Tasks and exercises:
1. From the eclipse-day account, list the ways the sentence beginning "We watched the moon's progress in various ways" says the group observed the moon crossing the sun.
2. Pick up the eclipse-day account after its final line and write what comes next.

Eclipse Day

by David Yoder | Jul 1, 2024 | 0 comments

The long-anticipated day had arrived! I woke up fifteen minutes before my alarm sounded. Today is the big day!

After much planning and preparation, checking weather forecasts countless times, and scratching our heads on where we should plan on going, the day had arrived. The plan was to go to a friend’s place in Salem, Arkansas.

The coach arrived fifteen minutes early, and we started loading scopes, tripods, lawn chairs, etc. We were on our way before 7 o’clock. Traffic conditions were reasonable, heavier as time went on, but not slowing us down.

Soon after entering the rolling hills of Arkansas, we arrived at our destination at 10 a.m. Thin white clouds were above us, with heavier clouds southeast, and clear skies northwest of us. Would it clear out yet? The forecast had predicted mostly sunny skies. Praise the Lord, these clouds drifted southeast, and by noon we basically had clear skies!

Besides our coach, there was another bus there as well as several vans, so we had a fair-sized crowd. I set up my small H-alpha solar telescope on the tracking mount. I also set up a Swarovski spotting scope with a bino-viewer, which a friend had loaned to us for the occasion. I installed a filter over the objective lens.

After an early lunch, we wanted to set up the “eclipsinater,” which is what we call the projection setup frame that an astronomer friend and I made for projecting sunlight through one side of my 20×80 binoculars onto a white surface at the bottom end of the frame. The result was a 9-inch image of the sun, showing sunspots and providing a neat way to observe the progress of the partial phases of the eclipse.

After mounting the “eclipsinater” onto the EQ tracking mount, we were unable to project any light. Upon investigation, we learned that the one side of the binocular had fogged up, having overheated by being in sunlight at an indirect angle for several hours before we set it on the mount. So after making some modifications, we were able to project sunlight through the other side’s tube that had been covered and, therefore, not damaged.

At 12:37 p.m., we watched the moon start its journey across the face of the sun! Oh, how precise the movements of the solar system! We had traveled three hours to experience this all, and, sure enough, God’s orderly universe is right on schedule!

We watched the moon’s progress in various ways—through the Coronado solar telescope, several spotting scopes and numerous binoculars with solar filters, the sunlight projection setup, and, of course, eclipse glasses. One highlight was watching the moon blot out a big pair of sunspots. A friend had brought a thin plywood along with small holes drilled into it, projecting tiny crescents onto a white surface, spelling the word “ECLIPSE.”

The sunlight starts to take on a different shade, almost like viewing through deeply polarized sunglasses.
The sun’s visible crescent is getting smaller rather quickly! An energizing feeling of expectancy is in the air! Cool breezes sweep over us as it gets darker yet. Totality is approaching!

Supplied material:

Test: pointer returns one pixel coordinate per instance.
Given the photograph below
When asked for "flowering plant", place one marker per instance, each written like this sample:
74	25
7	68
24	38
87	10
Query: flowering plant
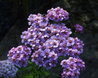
47	40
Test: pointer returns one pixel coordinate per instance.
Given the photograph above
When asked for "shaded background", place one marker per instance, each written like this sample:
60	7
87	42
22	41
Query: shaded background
13	20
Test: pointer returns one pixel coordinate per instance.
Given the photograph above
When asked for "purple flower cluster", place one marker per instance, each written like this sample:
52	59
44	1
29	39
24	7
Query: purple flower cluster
78	28
45	58
19	55
50	41
57	14
38	19
72	67
7	69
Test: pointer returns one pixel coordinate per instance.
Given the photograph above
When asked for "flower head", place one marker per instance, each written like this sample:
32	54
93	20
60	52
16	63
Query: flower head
57	14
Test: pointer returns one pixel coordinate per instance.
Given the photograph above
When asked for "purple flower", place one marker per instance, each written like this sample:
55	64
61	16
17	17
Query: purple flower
19	55
37	19
72	67
45	58
78	28
57	14
7	69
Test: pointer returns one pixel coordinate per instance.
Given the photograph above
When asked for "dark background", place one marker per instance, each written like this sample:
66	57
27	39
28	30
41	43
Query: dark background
13	20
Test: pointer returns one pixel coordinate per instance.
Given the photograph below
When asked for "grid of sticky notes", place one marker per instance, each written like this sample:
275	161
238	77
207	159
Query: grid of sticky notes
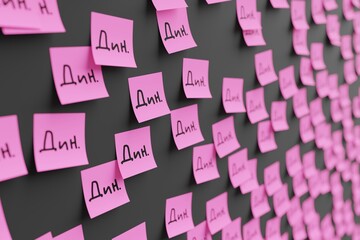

Answers below:
1.
- Coronado solar telescope
- Several spotting scopes
- Numerous binoculars with solar filters
- Sunlight projection setup
- Eclipse glasses

2.
About one-third of the crowd has gone to the top of a hill, where there is a better view of the horizon all around. I’m not sure what I want to do—leave the scopes or take one along? A friend is asking me whether I’m ready to go up. Time is running out! Grabbing a spotting scope, we run up the hill as fast as we can. It really is getting darker! We join the group a few minutes before totality.

The crescent is really small now. Look to the southwest! The dark mass of the shadow seems to loom across the hills, ready to envelope us! Using no filtration, I glance up repeatedly at the tiny crescent of sunlight in an effort to not miss the diamond ring and Baily’s beads. Those play out beautifully, and the deep shadow sweeps over us!

Oh! Look at that! The brilliant white glow surrounding the moon’s black outline, and the sun’s wispy corona laid out as if flowing out in every direction, frozen in motion! Several pink prominences are visible! What a spectacular, glowing jewel in the sky, designed by our Creator! Praise His name!

Look at the horizon! Sunset colors are visible all the way around! Jupiter and Venus grace the dark sky above us.

The spotting scope and numerous binoculars with their filters removed, give greatly detailed views of the glorious jewel in the sky.

A semi truck passes through out on the road, lights on, traveling on his way, never stopping. Are you serious? Completely unaware of what there is to see? How is that possible?!

Knowing the precious 3 minutes and 45 seconds of totality will not continue too much longer, we try to take in all we can…the glowing masterpiece in the sky, the unusual color hues, and the sunset colors along the horizon!

The western sky seems to be getting slightly brighter, as well as the one side of the blotted-out sun. Watch it unfold! Baily’s beads become visible with the little blobs of sunlight appearing, and the bright dot of sunlight appears as the diamond ring. This dot quickly becomes much bigger and brighter as the sunlight returns, and totality is over! Look to the northeast! The dark mass of the fleeting shadow is really visible, and it hides the distant hills from view! Not for long, though, as it’s traveling at a speed of around 1800 MPH! Speed on your way, shadow, to the amazement of millions along this path of totality!

We are absolutely amazed at what we just experienced! The breath­-taking beauty, the sheer immensity of this all, and the precise movement of it! Something so rare and wonderful, and we got to experience it! I believe God is glorified as He allows us to get a glimpse of His amazing creativity and power! I am moved to my very core—words fail to describe it.

We go down the hill to the rest of the group. We occasionally check the progress of the partial phase, in the midst of discussions on eclipses and related subjects.

After some time, the idea of going home is presented. OK. We get everything together and loaded. When we are ready to leave, the partial phase is about ten minutes from ending. I view it one last time before getting on board. Even though the partial phase seems to be of little importance after totality, this is still a kind of rare sight. But go with the flow some­times. So, we leave, homeward bound.

With the heavy traffic, the three-hour trip home became five. We saw vehicles from CA, OK, TX, MN, CO, NY, IL, UT, WA, GA, SD, MS, NE, IA, and NJ.

We didn’t deserve having all this work out for us, and God is worthy of our praise regardless of our circumstances, but seeing how He worked things out for us makes us deeply grateful.

I feel sorry for those whose hopes of being in the path under clear skies did not become reality.
And to those of you who were convinced it wasn’t worth travelling for, thank you for staying home. It really helped out with the traffic.